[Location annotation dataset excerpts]
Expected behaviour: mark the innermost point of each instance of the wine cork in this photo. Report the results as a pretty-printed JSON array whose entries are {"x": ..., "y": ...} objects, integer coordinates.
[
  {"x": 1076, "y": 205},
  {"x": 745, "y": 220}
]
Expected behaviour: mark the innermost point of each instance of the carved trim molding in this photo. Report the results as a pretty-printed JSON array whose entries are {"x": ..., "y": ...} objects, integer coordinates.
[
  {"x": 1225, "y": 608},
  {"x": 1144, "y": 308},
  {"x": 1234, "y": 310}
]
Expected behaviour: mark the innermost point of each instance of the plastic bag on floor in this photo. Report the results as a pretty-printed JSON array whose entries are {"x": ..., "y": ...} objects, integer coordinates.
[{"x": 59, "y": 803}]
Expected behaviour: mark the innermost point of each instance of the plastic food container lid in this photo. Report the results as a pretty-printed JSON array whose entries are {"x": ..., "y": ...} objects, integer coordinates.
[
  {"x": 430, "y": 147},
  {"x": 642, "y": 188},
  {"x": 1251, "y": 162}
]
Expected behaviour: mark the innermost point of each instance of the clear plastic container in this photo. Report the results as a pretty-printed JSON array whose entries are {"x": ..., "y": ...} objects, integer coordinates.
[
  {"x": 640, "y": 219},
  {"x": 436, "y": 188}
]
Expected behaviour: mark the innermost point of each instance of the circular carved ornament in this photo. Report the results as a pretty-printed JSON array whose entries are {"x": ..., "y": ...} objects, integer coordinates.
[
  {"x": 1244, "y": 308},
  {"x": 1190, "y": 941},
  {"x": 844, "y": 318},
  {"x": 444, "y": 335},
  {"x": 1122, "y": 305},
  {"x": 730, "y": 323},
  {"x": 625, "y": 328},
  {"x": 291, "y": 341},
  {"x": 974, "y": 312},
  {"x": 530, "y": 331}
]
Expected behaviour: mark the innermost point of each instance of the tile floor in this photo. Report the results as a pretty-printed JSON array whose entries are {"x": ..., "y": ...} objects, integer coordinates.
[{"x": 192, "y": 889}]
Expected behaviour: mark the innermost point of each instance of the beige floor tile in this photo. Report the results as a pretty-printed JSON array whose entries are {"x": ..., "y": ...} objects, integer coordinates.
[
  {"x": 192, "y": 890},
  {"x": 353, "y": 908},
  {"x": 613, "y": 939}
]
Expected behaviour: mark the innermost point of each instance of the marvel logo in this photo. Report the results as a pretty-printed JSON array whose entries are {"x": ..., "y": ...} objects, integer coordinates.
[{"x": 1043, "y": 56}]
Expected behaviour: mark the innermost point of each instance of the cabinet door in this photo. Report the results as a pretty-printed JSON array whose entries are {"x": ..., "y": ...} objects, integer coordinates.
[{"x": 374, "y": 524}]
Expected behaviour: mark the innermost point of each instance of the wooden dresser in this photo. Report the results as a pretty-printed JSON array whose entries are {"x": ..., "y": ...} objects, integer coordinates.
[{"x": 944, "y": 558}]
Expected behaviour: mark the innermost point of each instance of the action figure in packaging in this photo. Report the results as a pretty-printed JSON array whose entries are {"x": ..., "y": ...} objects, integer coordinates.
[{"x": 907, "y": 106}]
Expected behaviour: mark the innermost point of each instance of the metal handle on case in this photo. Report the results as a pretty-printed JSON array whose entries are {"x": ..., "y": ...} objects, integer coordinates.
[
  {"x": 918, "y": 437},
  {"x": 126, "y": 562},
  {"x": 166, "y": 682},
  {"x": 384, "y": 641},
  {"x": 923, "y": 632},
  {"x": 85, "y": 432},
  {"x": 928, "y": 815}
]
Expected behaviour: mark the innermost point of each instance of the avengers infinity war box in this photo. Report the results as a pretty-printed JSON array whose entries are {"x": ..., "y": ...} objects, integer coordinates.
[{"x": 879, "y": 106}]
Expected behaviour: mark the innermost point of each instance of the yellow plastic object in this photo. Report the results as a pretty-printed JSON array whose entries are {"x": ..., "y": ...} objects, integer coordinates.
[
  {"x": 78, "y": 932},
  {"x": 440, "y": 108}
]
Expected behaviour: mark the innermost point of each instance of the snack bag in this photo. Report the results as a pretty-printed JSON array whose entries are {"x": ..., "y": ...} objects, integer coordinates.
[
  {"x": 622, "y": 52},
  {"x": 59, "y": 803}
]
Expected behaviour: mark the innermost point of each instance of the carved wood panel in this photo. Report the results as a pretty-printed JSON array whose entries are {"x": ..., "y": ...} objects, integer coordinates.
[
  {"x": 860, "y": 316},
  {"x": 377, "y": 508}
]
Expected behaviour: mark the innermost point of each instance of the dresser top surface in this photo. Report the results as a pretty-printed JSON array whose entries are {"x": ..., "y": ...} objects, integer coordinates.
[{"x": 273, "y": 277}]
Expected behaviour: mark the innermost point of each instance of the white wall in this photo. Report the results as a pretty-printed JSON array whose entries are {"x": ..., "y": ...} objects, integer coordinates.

WHAT IS ASKED: All records above must be set down exactly, please.

ANSWER BELOW:
Expected behaviour: mark the innermost point of each instance of the wine cork in this photo. Report the results as a pretty-printed JSON array whose entries are {"x": ..., "y": ...} objects, integer coordinates.
[
  {"x": 1076, "y": 205},
  {"x": 745, "y": 220}
]
Expected behaviour: mark the innermost point of each instance of the carved trim molding in this photo. Report the results as a pretty-printed JSON array whose entries are {"x": ..., "y": ...} objects, integer coordinates.
[
  {"x": 1225, "y": 608},
  {"x": 1144, "y": 308},
  {"x": 1234, "y": 310}
]
Expected behaviour: mark the innermost point of each instance of the plastic bag on floor in this photo. Report the results as a pretty-printed JSON array whose entries are {"x": ..., "y": ...} objects, integer coordinates.
[{"x": 59, "y": 803}]
Expected behaviour: mark the innermost point of each instance of the plastic food container lid in this photo. Report the results as a pretty-printed JSON array whose entries are {"x": ..., "y": ...} objects, integer coordinates.
[
  {"x": 430, "y": 147},
  {"x": 642, "y": 188},
  {"x": 1251, "y": 162}
]
Expected behaviour: mark the innermost point of each instance of the clear plastic container in this photo. Report the results as a pretty-printed JSON array whose entries are {"x": ..., "y": ...} objects, integer coordinates.
[
  {"x": 640, "y": 219},
  {"x": 436, "y": 188}
]
Expected behaviour: mark the innermost point of each instance of the circular carved ornament in this photo. Report the results as a pretty-printed JSON array whose entries are {"x": ..., "y": ...} objects, integer coordinates.
[
  {"x": 1244, "y": 308},
  {"x": 1190, "y": 941},
  {"x": 844, "y": 318},
  {"x": 444, "y": 335},
  {"x": 1122, "y": 305},
  {"x": 730, "y": 323},
  {"x": 625, "y": 328},
  {"x": 291, "y": 341},
  {"x": 974, "y": 312},
  {"x": 530, "y": 331}
]
Expected behaviour: mark the innermost point of each instance of the tile floor in this photo. Report the results as a pretty-printed JSON array whose entries are {"x": ..., "y": ...} objects, integer coordinates.
[{"x": 192, "y": 889}]
Expected behaviour: mark the innermost point of each instance of the beige floor tile in this photo. Report the results as a pretty-printed JSON array whose entries are {"x": ..., "y": ...} objects, integer coordinates.
[
  {"x": 192, "y": 890},
  {"x": 353, "y": 908},
  {"x": 613, "y": 939}
]
Expected behaviour: mark the innermost point of each instance of the marvel logo in this photo. Report the results as a pretty-printed JSON array whose entries are {"x": ..., "y": ...} objects, integer coordinates.
[{"x": 1043, "y": 56}]
Expected behaviour: mark the innermost point of each instance of the cabinet door in this photo. Report the results as a pretty-printed JSON array whose entries are {"x": ..., "y": ...} objects, integer coordinates.
[{"x": 374, "y": 524}]
Expected behaviour: mark the innermost point of each instance of the wooden dresser in this photo. Report the results as a pretty-printed JSON array whose entries are {"x": ..., "y": ...} objects, integer coordinates.
[{"x": 944, "y": 558}]
Expected behaviour: mark the innermost point of each instance of the action figure in packaging in this photo. Report the results as a pretty-printed JSON array whose entries are {"x": ..., "y": ...} objects, integer coordinates.
[{"x": 907, "y": 106}]
Expected behaviour: mark the innermost point of each instance of the metal handle on case in this photo. Report the results as a pretty-printed JSON array whose entries are {"x": ..., "y": ...} objects, integer coordinates.
[
  {"x": 918, "y": 437},
  {"x": 126, "y": 562},
  {"x": 166, "y": 682},
  {"x": 384, "y": 641},
  {"x": 923, "y": 632},
  {"x": 85, "y": 432},
  {"x": 928, "y": 815}
]
Expected behaviour: mark the innermost point of each instance of the avengers infinity war box in this photo. Report the results as a pretty-printed JSON array whose entries are {"x": ..., "y": ...} objects, integer coordinates.
[{"x": 879, "y": 106}]
Expected behaviour: mark the innermost point of each instance of the yellow plastic object in this photo. Report the results as a pretty-printed JSON array whose entries are {"x": ..., "y": ...} objects, integer coordinates.
[
  {"x": 78, "y": 932},
  {"x": 440, "y": 108}
]
Expected behaviour: mark the innermost point of each instance of the snack bag in this photo. Report the results as a pretty-printed JSON array whose entries are {"x": ..., "y": ...} objects, integer coordinates.
[
  {"x": 622, "y": 52},
  {"x": 59, "y": 803}
]
Expected behaviour: mark the innermost point of each instance of the carved wood panel in this photo. Report the results as a pretty-printed JSON array whose entries are {"x": ..., "y": ...} objects, integer coordinates.
[
  {"x": 860, "y": 316},
  {"x": 377, "y": 508}
]
Expected behaviour: mark the innermost point of each instance of the dresser top surface in this photo. Report the results as a pretty-printed JSON array whose entries are {"x": ..., "y": ...} objects, integer coordinates.
[{"x": 273, "y": 277}]
Expected behaviour: mark the innermost point of each instance of the white wall in this photo. Report the results as a pretty-printed JSON array whose entries are {"x": ..., "y": ...} objects, integer coordinates.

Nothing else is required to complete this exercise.